=== Excerpt ===

As a starting point, this isn't great, the wall lights are starting to blow out and the shadows are completely lost. The colour temperature is obviously slightly out, but bear in mind this is just me interrogating what we have before I introduce my own lighting, it's also worth pointing out that this is a stitch of three images using the Canon TS-E 45mm shift lenswhich is a great lens for interiors, I love the perspective, not too wide. Here is the single middle shift frame prior to stitching:

Still a nice image, but I prefer to have as much as I can get by stitching the shifts in. It gives you plenty scope for cropping as required later, the ceiling details and the floor tiling are important aspects of the design as well. Moving on from this shot I decided to start adding my own lighting to establish the base exposure to work from:

In a space like this you have to understand that compositing non negotiable. There's limited space to hide the lights, if you look in the mirror behind the desk partition, you can see my flashes at work, you can also see them reflecting in the partition itself, which is undesirable for the final shot. So between the mirror and the partition there is nowhere to hide the lights, this was as good as I could get in camera. Crucially, I knew I could make this work. You make an omelette without breaking some eggs.....right? There is also some pretty serios fall off in the lighting towards the end of the image, not to mention the nuclear hot spot in the mirror. Here we have the next frame where all the issues have been rectified:

I've started to introduce some more hidden lighting and composited in some that was in frame in a bid to even it out slightly and address the fall off towards the back of the image. At this point it's looking promising, I've still got the actual interior lights to deal with but as a base exposure goes, I knew this would work. No blown highlights and no clipped shadows, which means no noise and a good clean base to build from. Next up the frame with the lights on:

Now we have the full effect of the actual interior lights without blowing them out. There are about five different exposure layers of different blend modes to achieve this result. To be honest there are so many different ways to do this, and the chosen technique very much depends on the look my client is after, which is why I always save layered photoshop files so I can adjust the layers to suit the taste at a later date. In this instance my client wanted to keep it dark and moody, which as you can see from the finished image below I have managed to achieve without clipping the shadows or blowing out the built in lighting. Looking back at the ambient only frame above you can see that digital cameras, even the high end expensive pro spec models cannot handle the dynamic range you get in these scenes, not to mention being able to control the colour temperatures of the built in lighting as well which to me is extremely important. You can keep some of the warmth with it being overly yellow. Knowing how to get from here........

===

Set problem A:
Return the excerpt on interior lighting in full, word for word.
The excerpt and the listing have no connection to each other.

=== Listed records ===

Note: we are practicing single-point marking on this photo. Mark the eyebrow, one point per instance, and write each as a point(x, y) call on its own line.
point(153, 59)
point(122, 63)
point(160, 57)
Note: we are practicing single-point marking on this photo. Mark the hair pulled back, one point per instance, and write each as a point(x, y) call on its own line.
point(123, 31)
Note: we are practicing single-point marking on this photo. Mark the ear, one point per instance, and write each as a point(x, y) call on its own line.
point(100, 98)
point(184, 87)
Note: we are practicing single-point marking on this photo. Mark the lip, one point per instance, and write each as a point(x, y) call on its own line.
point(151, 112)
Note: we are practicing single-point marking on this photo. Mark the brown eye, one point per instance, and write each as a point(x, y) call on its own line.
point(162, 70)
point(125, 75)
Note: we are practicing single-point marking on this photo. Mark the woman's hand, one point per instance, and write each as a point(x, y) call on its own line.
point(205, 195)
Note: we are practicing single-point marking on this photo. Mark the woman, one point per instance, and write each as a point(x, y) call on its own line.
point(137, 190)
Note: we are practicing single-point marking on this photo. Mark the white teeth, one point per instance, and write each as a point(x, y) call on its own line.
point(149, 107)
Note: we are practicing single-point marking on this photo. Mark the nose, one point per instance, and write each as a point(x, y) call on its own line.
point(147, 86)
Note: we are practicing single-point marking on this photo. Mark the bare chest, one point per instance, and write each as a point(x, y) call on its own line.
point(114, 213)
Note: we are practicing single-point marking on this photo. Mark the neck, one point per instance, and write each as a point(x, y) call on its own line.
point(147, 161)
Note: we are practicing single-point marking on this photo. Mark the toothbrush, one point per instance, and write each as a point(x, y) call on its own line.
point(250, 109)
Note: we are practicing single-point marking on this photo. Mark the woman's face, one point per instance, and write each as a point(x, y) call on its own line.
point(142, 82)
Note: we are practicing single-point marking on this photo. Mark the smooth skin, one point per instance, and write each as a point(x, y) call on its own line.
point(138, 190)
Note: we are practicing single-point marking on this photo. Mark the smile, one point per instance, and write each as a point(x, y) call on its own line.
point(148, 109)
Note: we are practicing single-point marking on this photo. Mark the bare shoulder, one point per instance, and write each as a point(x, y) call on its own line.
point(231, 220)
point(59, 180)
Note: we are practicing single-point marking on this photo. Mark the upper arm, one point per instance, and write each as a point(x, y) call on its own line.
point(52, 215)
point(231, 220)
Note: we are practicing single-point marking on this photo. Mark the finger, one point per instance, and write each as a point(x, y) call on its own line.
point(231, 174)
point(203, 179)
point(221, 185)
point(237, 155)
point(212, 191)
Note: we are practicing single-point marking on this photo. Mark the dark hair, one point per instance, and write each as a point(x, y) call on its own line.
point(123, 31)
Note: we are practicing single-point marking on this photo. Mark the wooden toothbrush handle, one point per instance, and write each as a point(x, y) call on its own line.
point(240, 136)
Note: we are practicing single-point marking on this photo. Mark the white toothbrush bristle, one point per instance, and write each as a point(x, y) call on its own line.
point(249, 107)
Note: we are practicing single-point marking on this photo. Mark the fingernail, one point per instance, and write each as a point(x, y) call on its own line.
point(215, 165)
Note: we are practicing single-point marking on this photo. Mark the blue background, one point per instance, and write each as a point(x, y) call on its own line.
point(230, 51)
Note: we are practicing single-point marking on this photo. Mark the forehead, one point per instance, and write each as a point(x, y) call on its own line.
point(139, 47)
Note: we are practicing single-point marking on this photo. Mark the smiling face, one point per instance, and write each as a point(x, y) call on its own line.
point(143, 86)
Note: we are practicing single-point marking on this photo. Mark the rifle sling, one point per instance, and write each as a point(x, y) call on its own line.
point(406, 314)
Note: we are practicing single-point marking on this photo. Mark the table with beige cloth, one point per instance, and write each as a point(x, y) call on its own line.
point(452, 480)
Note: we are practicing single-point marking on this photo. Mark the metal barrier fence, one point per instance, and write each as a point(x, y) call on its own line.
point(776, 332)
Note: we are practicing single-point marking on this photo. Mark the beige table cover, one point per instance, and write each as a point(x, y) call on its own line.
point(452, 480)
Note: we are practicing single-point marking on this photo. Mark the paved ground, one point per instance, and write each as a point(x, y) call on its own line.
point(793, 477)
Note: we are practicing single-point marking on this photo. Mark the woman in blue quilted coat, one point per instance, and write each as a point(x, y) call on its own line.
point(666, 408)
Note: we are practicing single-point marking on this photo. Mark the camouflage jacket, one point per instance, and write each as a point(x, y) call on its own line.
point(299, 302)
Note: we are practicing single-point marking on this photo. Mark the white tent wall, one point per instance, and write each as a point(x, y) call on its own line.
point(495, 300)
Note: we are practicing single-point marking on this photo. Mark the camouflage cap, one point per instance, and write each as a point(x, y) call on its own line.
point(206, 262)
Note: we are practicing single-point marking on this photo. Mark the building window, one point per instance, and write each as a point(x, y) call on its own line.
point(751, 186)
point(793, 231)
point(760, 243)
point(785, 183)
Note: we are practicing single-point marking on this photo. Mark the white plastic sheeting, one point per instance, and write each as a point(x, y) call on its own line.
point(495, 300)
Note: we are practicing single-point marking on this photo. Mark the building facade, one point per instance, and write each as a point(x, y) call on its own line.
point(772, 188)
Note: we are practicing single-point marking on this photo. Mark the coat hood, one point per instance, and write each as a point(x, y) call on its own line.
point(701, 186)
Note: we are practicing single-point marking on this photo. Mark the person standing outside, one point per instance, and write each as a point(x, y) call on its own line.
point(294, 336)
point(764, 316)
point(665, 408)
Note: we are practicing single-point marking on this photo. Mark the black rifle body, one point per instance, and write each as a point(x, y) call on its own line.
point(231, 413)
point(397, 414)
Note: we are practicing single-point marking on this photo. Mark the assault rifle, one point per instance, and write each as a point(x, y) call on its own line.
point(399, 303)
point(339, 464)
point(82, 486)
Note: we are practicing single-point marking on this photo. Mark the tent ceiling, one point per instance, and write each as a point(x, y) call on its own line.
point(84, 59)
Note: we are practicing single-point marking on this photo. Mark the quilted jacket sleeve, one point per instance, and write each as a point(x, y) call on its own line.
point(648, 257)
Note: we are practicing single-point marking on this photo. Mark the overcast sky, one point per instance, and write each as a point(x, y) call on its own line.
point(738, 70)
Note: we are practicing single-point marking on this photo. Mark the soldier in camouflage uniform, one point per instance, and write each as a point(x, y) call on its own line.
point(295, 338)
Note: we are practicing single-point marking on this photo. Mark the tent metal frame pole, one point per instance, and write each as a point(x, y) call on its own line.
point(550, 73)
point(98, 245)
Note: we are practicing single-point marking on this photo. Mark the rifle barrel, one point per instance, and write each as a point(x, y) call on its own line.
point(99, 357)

===
=== Listed records ===

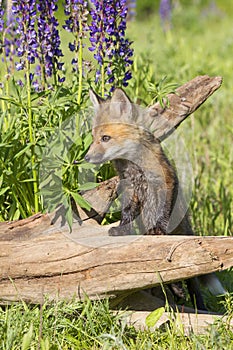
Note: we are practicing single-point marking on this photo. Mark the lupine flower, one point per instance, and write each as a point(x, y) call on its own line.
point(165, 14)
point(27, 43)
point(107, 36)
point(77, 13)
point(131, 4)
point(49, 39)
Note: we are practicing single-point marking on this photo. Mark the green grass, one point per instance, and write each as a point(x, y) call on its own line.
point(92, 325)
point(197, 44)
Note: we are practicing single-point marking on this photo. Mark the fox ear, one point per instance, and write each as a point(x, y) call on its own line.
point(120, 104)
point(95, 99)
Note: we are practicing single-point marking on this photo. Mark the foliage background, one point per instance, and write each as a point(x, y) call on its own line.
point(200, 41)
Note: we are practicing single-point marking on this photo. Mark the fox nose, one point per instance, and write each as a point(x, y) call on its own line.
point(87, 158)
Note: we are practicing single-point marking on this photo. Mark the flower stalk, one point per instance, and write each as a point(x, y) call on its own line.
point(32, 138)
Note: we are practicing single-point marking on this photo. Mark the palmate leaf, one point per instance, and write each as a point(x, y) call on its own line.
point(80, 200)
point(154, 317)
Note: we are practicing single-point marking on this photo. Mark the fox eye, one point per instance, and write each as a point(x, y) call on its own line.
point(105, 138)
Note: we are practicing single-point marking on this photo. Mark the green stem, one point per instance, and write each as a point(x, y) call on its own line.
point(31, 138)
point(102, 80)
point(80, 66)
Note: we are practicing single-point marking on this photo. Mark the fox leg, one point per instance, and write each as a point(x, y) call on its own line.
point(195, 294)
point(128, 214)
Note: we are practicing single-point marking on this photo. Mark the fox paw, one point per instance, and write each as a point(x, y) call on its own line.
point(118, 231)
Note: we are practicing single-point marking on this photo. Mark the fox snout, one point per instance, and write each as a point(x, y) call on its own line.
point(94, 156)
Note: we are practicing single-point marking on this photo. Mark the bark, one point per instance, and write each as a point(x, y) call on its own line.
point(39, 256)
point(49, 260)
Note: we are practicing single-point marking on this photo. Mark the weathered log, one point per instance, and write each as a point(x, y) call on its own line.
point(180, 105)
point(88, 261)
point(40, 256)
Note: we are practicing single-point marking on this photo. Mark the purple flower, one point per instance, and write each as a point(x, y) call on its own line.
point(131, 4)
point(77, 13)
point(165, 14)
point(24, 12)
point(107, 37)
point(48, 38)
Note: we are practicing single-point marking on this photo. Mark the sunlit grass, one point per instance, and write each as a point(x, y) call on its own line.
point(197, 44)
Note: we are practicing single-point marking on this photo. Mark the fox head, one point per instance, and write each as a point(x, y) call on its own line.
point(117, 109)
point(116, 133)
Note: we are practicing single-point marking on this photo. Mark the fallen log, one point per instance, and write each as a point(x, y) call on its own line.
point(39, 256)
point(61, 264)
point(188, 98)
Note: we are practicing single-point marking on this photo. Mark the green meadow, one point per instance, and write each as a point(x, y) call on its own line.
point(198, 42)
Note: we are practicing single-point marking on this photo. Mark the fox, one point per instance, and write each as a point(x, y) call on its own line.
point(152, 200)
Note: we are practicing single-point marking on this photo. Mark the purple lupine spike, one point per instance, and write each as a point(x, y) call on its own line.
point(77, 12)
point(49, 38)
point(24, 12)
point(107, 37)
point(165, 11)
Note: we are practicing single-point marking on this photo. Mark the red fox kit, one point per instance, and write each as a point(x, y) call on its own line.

===

Set problem B:
In the listing, replace "one point per instance" with "one point per occurrence" in the lines from the one containing "Mark the hair" through the one containing "point(151, 112)", inclusive. Output only those lines, with everything else left unchanged.

Correct response A:
As a starting point, this isn't great, the wall lights are starting to blow out and the shadows are completely lost. The colour temperature is obviously slightly out, but bear in mind this is just me interrogating what we have before I introduce my own lighting, it's also worth pointing out that this is a stitch of three images using the Canon TS-E 45mm shift lenswhich is a great lens for interiors, I love the perspective, not too wide. Here is the single middle shift frame prior to stitching:

Still a nice image, but I prefer to have as much as I can get by stitching the shifts in. It gives you plenty scope for cropping as required later, the ceiling details and the floor tiling are important aspects of the design as well. Moving on from this shot I decided to start adding my own lighting to establish the base exposure to work from:

In a space like this you have to understand that compositing non negotiable. There's limited space to hide the lights, if you look in the mirror behind the desk partition, you can see my flashes at work, you can also see them reflecting in the partition itself, which is undesirable for the final shot. So between the mirror and the partition there is nowhere to hide the lights, this was as good as I could get in camera. Crucially, I knew I could make this work. You make an omelette without breaking some eggs.....right? There is also some pretty serios fall off in the lighting towards the end of the image, not to mention the nuclear hot spot in the mirror. Here we have the next frame where all the issues have been rectified:

I've started to introduce some more hidden lighting and composited in some that was in frame in a bid to even it out slightly and address the fall off towards the back of the image. At this point it's looking promising, I've still got the actual interior lights to deal with but as a base exposure goes, I knew this would work. No blown highlights and no clipped shadows, which means no noise and a good clean base to build from. Next up the frame with the lights on:

Now we have the full effect of the actual interior lights without blowing them out. There are about five different exposure layers of different blend modes to achieve this result. To be honest there are so many different ways to do this, and the chosen technique very much depends on the look my client is after, which is why I always save layered photoshop files so I can adjust the layers to suit the taste at a later date. In this instance my client wanted to keep it dark and moody, which as you can see from the finished image below I have managed to achieve without clipping the shadows or blowing out the built in lighting. Looking back at the ambient only frame above you can see that digital cameras, even the high end expensive pro spec models cannot handle the dynamic range you get in these scenes, not to mention being able to control the colour temperatures of the built in lighting as well which to me is extremely important. You can keep some of the warmth with it being overly yellow. Knowing how to get from here........

Correct response B:
Note: we are practicing single-point marking on this photo. Mark the hair pulled back, one point per occurrence, and write each as a point(x, y) call on its own line.
point(123, 31)
Note: we are practicing single-point marking on this photo. Mark the ear, one point per occurrence, and write each as a point(x, y) call on its own line.
point(100, 98)
point(184, 87)
Note: we are practicing single-point marking on this photo. Mark the lip, one point per occurrence, and write each as a point(x, y) call on its own line.
point(151, 112)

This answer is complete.